→ **TEXT UNDER STUDY**:

═══

We’re in dark days for the Marvel Cinematic Universe. A few years of post Endgame mediocre movies, The Spider-Verse, and Barbenheimer have started to push the MCU off the top of the movie mountain. Kevin Feige’s counter? An all girl singing superhero group that are also superheros! Ok, that’s my ideal version of the Marvels, but Feige’s version is a reset/fusion of previous characters that works in fits and starts. So, sadly, more of the same for Marvel, adrift and unclear where it’s going next.
Captain Marvel Carol Danvers (Brie Larson) has been out in space since Endgame, alone and trying to fix a bunch of problems by herself. Via the antics of chaos engine Dar-Benn (Zawe Ashton), Carol is brought into contact with two other super beings: Carol’s estranged sorta niece grown up Monica Rambeau (Teyonah Parris) and superhero superfan Kamala Khan (Miss Marvel, played by Iman Vellani) who idolizes Danvers. The three women’s powers become interconnected, as they teleport into each others lives unexpectedly, forcing what I hoped to be a Motown like singing collaboration while also kicking some butt.
Instead, we get a Marvel attempt at a girl power superhero extravaganza. In order for that to work, we need to care about these people first. If you’re just a movie fan, that’s a tall order, because you have to build Monica Rambeau and Kamala Khan from scratch in about 30 minutes. That also means little to no time for Zawe Ashton’s Dar-Been: a fascinatingly motivated character that gets no time to build on that strong foundation. Poor Teyonah Parris gets no identifiable character traits or personality, forced to tie her whole existence to Brie Larson’s Carol, and their previous relationship in the 1990’s set previous film. On top of that, Brie Larson can’t naturally find the light, quippy tone the MCU wants her to have as a foundational piece for their future, so that’s not great either. Thank goodness for Iman Vellani. In a rare piece of good news for Marvel, her TV show personality translates extremely well to the big screen. Vellani’s Miss Marvel gives The Marvels an infectious energy and more of an emotional resonance than the big Rambeau/Danvers relationship because of how perfect Vellani is playing Kamala Khan. The movie’s best character moments are when Vellani, Parris, and Larson are trying to figure out how to control their teleportation, letting the triad hang out and have some fun together, but that’s only about 15 minutes in a 2 hour movie.

═══

→ **COMPLETE THE FOLLOWING**:
(1) In the review of The Marvels, how much screen time do the scenes of the three heroes learning to control their teleportation get?
(2) Carry on the review of The Marvels from where it stops.

═══

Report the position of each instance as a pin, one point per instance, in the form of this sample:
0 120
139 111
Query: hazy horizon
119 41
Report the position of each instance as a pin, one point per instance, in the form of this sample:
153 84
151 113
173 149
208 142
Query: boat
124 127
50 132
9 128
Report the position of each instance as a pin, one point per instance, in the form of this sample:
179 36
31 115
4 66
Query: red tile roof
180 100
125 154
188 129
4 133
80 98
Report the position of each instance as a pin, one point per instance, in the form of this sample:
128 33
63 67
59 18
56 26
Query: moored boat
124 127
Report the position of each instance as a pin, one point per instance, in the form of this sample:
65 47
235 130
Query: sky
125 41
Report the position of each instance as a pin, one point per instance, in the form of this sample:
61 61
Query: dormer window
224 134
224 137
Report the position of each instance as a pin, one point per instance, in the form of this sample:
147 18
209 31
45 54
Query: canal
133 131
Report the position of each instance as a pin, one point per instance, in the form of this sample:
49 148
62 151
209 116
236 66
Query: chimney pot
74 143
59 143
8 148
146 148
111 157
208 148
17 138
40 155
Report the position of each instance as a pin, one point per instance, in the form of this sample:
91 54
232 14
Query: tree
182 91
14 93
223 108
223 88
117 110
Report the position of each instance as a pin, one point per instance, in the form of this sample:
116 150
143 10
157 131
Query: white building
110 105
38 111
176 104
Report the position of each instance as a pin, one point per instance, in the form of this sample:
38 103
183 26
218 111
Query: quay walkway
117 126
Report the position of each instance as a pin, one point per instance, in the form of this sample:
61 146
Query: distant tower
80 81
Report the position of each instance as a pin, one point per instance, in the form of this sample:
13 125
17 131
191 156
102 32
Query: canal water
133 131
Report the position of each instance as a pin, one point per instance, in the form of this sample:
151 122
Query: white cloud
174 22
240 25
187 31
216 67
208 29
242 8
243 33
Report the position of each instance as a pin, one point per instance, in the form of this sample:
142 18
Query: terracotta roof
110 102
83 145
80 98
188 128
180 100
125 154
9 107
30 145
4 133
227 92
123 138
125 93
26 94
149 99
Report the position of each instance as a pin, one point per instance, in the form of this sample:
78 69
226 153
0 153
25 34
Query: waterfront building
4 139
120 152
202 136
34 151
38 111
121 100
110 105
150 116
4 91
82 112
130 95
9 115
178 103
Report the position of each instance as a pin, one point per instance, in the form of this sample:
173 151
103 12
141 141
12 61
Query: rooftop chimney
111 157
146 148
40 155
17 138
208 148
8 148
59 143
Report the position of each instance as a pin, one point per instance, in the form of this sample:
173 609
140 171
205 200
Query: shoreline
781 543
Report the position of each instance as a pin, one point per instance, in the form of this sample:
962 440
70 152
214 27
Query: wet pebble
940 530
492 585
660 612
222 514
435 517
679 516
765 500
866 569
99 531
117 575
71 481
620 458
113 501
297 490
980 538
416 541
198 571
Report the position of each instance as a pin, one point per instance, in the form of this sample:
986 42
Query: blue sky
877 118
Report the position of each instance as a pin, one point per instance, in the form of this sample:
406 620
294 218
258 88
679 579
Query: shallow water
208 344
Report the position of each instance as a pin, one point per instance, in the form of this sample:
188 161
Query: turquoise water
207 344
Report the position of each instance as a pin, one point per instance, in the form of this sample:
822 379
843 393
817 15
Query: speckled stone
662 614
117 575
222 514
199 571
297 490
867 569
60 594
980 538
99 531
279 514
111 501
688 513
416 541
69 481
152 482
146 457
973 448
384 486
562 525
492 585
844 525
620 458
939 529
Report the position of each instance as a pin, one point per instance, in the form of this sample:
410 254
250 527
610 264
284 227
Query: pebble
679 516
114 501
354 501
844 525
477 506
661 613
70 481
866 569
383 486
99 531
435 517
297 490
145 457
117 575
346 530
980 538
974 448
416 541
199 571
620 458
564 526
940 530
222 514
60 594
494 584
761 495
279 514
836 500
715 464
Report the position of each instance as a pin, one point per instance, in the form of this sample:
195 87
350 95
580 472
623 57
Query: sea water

═══

→ **ANSWERS**:
(1) About 15 minutes in a 2 hour movie.

(2)
The sad thing is The Marvels could have taken a different approach. Much like her Candyman remake, director Nia DaCosta’s superhero movie is at its best when it’s allowed to be really weird. Taking a page from the Thor reclamation, The Marvels sends the three ladies planet hopping, giving us little insights into new worlds we haven’t seen yet. After an hour or so of trying to be MCU funny, the movie let’s Nia DaCosta make a 30 minute short film on her own terms. We visit this one world with an incredible quirk that legitimately made me sit up in my seat with wide eyed glee. That’s followed up by this bizarre, insane solution for how to save a bunch of people on a failing ship that fully utilizes one of the best parts of Captain Marvel that you barely see coming and erupt in laughter when you realize what’s going on. I wish the MCU machine allowed DaCosta more time to make moments like that instead of simply repeating the soulless beats of the other film Kevin Feige wants The Marvels to be.
But alas that is what the MCU is these days. A movie machine trapped between its past and its future, unsure of how they want to proceed. The end credits give us two possible scenarios for Marvel’s future. One will get the bigger “oh sh*t” moment, but I prefer the one that gives us more Kamala Khan. There’s your future Marvel. Lean into it.